Your task.
Update the passage about a lifelong love of singing. Rewrite it starting with "As a university" and going on through "you. Thanks, Mom.", with "three buses" changed to "two buses".

Reading passage.

Thanks, Mom

My mother sang to me when I was an infant in her arms. My father told me so when I was old enough to understand. She played the piano, too, nothing advanced, mind you, mainly church hymns and familiar folk songs, and sometimes she sang along in a soft voice as she played. Surely this was the genesis of my love of music.

As an adult, I have come to realize that from the origins of humankind, people have found a way to express themselves through music. This is true of all kinds of people everywhere. History.com offers this perspective:

“The history of music is as old as humanity itself. Archaeologists have found primitive flutes made of bone and ivory dating back as far as 43,000 years, and it’s likely that many ancient musical styles have been preserved in oral traditions.”

Music was always around in our Baltimore row house. I can recall spending childhood hours playing and replaying a 78 rpm recording of Ethelbert Nevin’s lilting tune “Narcissus” on a wind-up Victrola that had been retired to our basement, having been replaced by an electric record-player. We all sang in one setting or another — Mom at home, Dad in church choir and men’s choruses, my sister and brother in school and later in community groups. My sister Peg sang for several years in a select 90-voice choir of young women that originated at Peabody Conservatory

I joined children’s choir at church as soon as I was old enough and have sung in church choirs ever since. That’s a lot of years. And not just church. My love of singing has led me to barbershop (in both a quartet and internationally competitive chorus), community choruses, a madrigal group, a professional chamber choir, musical theater, light opera, a select 150-voice chorus that specializes in major works with orchestra. These days I find my musical joys singing in two church choirs, one a select a cappella ensemble, and as vocalist with a 17-piece swing band.

As to the origins of singing, Lawrence University shares this: “Singing, the vocal production of musical tones, is so basic to man its origins are long lost in antiquity and predate the development of spoken language. The voice is presumed to be the original musical instrument, and there is no human culture, no matter how remote or isolated, that does not sing. Not only is singing ancient and universal, in primitive cultures it is an important function associated not so much with entertainment or frivolity as with matters vital to the individual, social group, or religion. Primitive man sings to invoke his gods with prayers and incantations, celebrate his rites of passage with chants and songs, and recount his history and heroics with ballads and epics. There are even cultures that regard singing as such an awesome act they have creation myths relating that they were sung into existence.”

As a university student attending a conference in Washington, D.C., in the fall of 1963, I found myself with a free evening and spotted an item in The Washington Post promoting a concert of Beethoven’s Missa Solemnis in D, a towering work that was to be performed by the Cathedral Choral Society and orchestra at the National Cathedral. Armed with directions from the District’s transit company, I made my way there on three buses. This magnificent, uplifting concert still rings in my ears 55 years later. I didn’t know then that I would have the opportunity to sing this great work many years later, in Duke Chapel. What a thrill.

Music has made my life richer than words can express. Once you start singing, your love of it never leaves you. Thanks, Mom.

Source material.

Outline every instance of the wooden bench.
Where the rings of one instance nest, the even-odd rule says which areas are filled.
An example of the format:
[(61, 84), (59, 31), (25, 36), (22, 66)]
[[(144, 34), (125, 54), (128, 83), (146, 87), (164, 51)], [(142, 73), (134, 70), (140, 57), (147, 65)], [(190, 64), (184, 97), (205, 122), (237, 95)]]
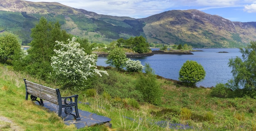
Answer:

Answer below.
As a university student attending a conference in Washington, D.C., in the fall of 1963, I found myself with a free evening and spotted an item in The Washington Post promoting a concert of Beethoven’s Missa Solemnis in D, a towering work that was to be performed by the Cathedral Choral Society and orchestra at the National Cathedral. Armed with directions from the District’s transit company, I made my way there on two buses. This magnificent, uplifting concert still rings in my ears 55 years later. I didn’t know then that I would have the opportunity to sing this great work many years later, in Duke Chapel. What a thrill.

Music has made my life richer than words can express. Once you start singing, your love of it never leaves you. Thanks, Mom.